Uyarılar önemlidir. Bu beladan kurtulmak ve düzlüğe çıkabilmek için elele, omuz omuza çalışmak, her kesimden destek almak uygulamak gerekiyor. Doğru söyleyen ve uyarı yapanları da düşman gibi görmemeliyiz. Hepimiz aynı gemideyiz ve hepimiz bu beladan kurtulmak için mücadele vermekteyiz.
Teşekkür edilmesi ve uyarıları dikkate alınması gereken bir bilim insanına karşı yapılan bu saldırılara karşı Mehmet Ceyhan’dan bir açıklama geldi:
“Beni şikayet edenler, sosyal medyada hakkımda yalan, iftira dolu haberler yazanlar, şunu bilsinler ki ben hiç dikkate almıyorum, yazdıklarını okumuyorum. 30 yıldır bunu yapıyorlar. Ben 30 yıldır aşının önemini, bilimsel yaklaşımın önemini anlatıyorum. Bundan zarar gördüğünü düşünen bir kesim varsa onların yazdıkları, söyledikleri çöp kadar önemli değil benim açımdan. Paniğe sevk etme meselesine gelirsek doğrular, panik yaratıyorsa ki o fikirde değilim. Tam tersine ben halka da direkt hitap etmeden, devlete de ‘Şunları yaparsanız bu salgın daha kolay kontrol altına alınır’, ‘Şunlarla salgınla mücadele zarar görür’ diye konuşuyorum.”
Halkımız ve ülkemiz için hayırlı ve önemli olan her şeyi destekliyoruz. Mehmet Ceyhan Hoca’nın pandemi konusunda yeni uyarı ve açıklamalarına da bugünkü yazımızda yer verdik:
Prof. Dr. Mehmet Ceyhan, uzayan PCR pozitifliğine ilişkin değerlendirmelerde bulundu. Prof. Dr. Ceyhan, İngiltere mutantı yayılmaya başlayınca en dikkat çeken özelliğinin ilk başlarda hızlı ve kolay bulaşmasının olduğunu söyledi. Prof. Dr. Ceyhan, “İngiltere mutantı Türkiye’de yayılıp vakaların hemen hemen tamamının etkeni olmaya başlayınca en dikkat çekici özelliği hızlı ve kolay bulaşmasıydı.
-*-*-
[İş talebi 1]:
Okunacak metne göre Mehmet Ceyhan aşının önemini kaç yıldır anlattığını söylüyor?
[İş talebi 2]:
Okunacak metinde "Uyarılar önemlidir. Bu" sözlerinin geçtiği yerden başlayın ve "için mücadele vermekteyiz." sözlerinden sonra durun. Aradaki bölümü harfi harfine yazın.
-*-*-
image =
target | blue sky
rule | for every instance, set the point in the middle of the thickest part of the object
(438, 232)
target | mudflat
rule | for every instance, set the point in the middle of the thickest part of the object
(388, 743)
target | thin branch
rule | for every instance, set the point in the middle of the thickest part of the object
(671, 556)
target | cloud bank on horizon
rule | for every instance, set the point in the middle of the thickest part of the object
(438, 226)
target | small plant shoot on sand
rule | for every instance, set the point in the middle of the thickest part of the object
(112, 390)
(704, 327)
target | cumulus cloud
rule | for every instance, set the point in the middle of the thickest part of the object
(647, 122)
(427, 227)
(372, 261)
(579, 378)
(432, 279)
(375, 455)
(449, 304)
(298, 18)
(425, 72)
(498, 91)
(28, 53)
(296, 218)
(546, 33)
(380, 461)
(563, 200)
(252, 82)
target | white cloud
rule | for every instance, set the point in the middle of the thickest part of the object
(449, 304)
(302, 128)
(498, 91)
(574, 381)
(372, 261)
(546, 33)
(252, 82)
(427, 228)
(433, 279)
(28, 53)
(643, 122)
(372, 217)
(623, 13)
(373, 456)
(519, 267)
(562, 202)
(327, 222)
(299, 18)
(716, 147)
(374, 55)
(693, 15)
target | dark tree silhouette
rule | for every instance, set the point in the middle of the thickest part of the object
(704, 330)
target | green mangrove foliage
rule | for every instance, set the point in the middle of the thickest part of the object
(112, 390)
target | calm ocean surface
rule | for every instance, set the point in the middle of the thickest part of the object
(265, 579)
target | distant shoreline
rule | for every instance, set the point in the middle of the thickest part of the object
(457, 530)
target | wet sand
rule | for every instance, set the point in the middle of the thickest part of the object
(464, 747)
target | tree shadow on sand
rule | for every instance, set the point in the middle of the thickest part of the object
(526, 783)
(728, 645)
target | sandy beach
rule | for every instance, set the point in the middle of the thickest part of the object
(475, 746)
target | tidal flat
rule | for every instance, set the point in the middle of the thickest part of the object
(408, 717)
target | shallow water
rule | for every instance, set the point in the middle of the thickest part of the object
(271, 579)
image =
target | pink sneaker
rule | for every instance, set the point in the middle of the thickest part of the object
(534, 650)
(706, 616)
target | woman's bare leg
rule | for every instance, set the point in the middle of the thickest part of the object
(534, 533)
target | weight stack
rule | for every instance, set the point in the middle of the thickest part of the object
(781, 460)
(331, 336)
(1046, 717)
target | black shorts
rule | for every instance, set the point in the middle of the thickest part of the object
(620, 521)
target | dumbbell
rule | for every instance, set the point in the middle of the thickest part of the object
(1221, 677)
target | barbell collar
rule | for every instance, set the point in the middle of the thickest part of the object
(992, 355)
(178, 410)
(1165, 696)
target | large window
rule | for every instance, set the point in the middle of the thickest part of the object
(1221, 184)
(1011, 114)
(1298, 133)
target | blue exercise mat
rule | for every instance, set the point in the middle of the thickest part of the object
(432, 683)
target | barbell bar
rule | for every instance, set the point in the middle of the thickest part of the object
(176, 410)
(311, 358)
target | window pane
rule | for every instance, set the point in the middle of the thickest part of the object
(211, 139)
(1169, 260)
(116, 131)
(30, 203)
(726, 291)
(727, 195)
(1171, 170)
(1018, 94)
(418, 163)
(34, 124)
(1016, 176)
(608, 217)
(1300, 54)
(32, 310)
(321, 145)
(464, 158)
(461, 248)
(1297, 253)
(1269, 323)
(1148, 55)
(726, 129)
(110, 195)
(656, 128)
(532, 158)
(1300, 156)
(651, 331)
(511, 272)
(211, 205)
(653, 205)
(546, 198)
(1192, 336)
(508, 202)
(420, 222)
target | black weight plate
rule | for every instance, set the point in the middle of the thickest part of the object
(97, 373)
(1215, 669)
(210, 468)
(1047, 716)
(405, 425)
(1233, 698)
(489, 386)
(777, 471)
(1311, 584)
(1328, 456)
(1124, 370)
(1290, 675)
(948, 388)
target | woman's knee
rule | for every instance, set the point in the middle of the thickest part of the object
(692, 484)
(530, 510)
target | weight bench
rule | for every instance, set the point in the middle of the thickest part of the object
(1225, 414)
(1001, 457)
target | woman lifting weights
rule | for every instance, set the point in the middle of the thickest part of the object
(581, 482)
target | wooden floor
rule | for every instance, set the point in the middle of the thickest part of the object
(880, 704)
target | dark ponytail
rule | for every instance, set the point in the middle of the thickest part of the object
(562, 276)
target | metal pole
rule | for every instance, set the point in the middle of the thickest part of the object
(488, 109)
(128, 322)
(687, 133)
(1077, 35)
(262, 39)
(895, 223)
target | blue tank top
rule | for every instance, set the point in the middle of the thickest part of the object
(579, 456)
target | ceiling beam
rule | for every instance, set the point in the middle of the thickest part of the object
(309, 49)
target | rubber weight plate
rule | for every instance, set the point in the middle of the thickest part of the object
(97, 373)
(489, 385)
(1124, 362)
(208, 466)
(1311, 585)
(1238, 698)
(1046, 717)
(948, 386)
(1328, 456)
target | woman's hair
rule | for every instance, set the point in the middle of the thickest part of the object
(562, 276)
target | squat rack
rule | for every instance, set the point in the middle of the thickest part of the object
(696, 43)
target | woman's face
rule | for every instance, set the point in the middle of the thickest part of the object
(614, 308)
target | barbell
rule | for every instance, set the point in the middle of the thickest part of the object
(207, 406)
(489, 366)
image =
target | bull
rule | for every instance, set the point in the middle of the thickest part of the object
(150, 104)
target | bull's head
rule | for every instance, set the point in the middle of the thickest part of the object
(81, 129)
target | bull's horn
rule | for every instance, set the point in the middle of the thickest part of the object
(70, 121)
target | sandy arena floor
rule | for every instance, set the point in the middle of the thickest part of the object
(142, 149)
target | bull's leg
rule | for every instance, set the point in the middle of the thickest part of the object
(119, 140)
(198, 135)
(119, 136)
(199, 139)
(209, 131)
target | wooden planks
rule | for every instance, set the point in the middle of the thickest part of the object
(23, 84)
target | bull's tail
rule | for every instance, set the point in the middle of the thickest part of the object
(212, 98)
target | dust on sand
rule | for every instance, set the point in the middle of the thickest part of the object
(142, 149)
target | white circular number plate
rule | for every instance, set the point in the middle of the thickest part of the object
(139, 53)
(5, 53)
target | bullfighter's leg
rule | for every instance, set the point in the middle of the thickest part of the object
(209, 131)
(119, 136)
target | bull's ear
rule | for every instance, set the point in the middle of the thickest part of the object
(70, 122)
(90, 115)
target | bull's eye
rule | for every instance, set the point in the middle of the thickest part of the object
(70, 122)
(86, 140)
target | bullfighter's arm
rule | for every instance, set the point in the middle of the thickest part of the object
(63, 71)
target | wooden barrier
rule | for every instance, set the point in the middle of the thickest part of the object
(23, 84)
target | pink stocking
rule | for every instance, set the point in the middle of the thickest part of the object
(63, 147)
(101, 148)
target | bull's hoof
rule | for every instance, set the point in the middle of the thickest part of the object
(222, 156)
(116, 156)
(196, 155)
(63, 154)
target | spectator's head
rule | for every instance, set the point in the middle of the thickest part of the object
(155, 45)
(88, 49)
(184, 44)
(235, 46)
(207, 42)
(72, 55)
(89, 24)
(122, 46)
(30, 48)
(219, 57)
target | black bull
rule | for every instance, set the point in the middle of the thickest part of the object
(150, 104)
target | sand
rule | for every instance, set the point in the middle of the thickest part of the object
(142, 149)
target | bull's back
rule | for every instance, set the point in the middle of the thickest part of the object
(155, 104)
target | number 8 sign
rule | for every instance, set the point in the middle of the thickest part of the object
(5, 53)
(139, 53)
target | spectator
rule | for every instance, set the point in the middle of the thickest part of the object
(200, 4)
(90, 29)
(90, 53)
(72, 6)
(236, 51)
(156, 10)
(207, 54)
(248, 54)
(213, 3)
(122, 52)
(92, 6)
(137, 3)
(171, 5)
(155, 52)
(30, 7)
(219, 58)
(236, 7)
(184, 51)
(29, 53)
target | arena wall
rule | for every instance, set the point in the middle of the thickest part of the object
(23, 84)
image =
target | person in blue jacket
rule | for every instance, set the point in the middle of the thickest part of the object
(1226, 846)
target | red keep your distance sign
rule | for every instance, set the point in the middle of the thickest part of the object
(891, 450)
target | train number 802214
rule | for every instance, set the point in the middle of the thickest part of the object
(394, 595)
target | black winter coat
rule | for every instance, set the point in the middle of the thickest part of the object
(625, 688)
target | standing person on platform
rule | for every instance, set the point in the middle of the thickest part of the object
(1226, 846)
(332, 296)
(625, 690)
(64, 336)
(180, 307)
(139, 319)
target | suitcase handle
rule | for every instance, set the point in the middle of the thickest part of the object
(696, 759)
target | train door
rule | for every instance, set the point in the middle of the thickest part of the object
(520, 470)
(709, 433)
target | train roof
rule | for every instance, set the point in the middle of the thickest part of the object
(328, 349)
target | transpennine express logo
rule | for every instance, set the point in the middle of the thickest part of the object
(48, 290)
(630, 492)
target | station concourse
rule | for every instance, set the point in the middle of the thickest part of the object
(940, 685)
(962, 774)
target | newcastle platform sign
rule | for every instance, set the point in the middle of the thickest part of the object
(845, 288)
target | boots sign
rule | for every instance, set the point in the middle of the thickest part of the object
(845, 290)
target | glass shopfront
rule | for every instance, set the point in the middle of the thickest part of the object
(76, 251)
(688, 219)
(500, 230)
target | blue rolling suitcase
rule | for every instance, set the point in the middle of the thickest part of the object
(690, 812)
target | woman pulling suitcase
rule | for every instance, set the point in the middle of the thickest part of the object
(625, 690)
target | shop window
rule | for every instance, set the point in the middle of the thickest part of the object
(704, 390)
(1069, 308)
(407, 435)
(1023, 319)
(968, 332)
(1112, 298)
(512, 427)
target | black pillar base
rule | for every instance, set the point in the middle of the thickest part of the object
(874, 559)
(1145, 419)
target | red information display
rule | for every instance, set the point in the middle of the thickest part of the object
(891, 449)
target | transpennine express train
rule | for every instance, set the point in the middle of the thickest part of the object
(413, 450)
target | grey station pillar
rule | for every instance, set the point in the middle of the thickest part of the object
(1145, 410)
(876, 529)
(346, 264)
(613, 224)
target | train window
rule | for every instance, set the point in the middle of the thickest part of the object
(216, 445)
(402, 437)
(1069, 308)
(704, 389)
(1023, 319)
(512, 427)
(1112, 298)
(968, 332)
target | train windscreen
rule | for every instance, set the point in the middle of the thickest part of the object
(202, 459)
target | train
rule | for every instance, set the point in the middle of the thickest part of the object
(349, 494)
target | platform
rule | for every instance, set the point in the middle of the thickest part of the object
-*-*-
[Yanıt alanı 1]:
30 yıldır.

[Yanıt alanı 2]:
Uyarılar önemlidir. Bu beladan kurtulmak ve düzlüğe çıkabilmek için elele, omuz omuza çalışmak, her kesimden destek almak uygulamak gerekiyor. Doğru söyleyen ve uyarı yapanları da düşman gibi görmemeliyiz. Hepimiz aynı gemideyiz ve hepimiz bu beladan kurtulmak için mücadele vermekteyiz.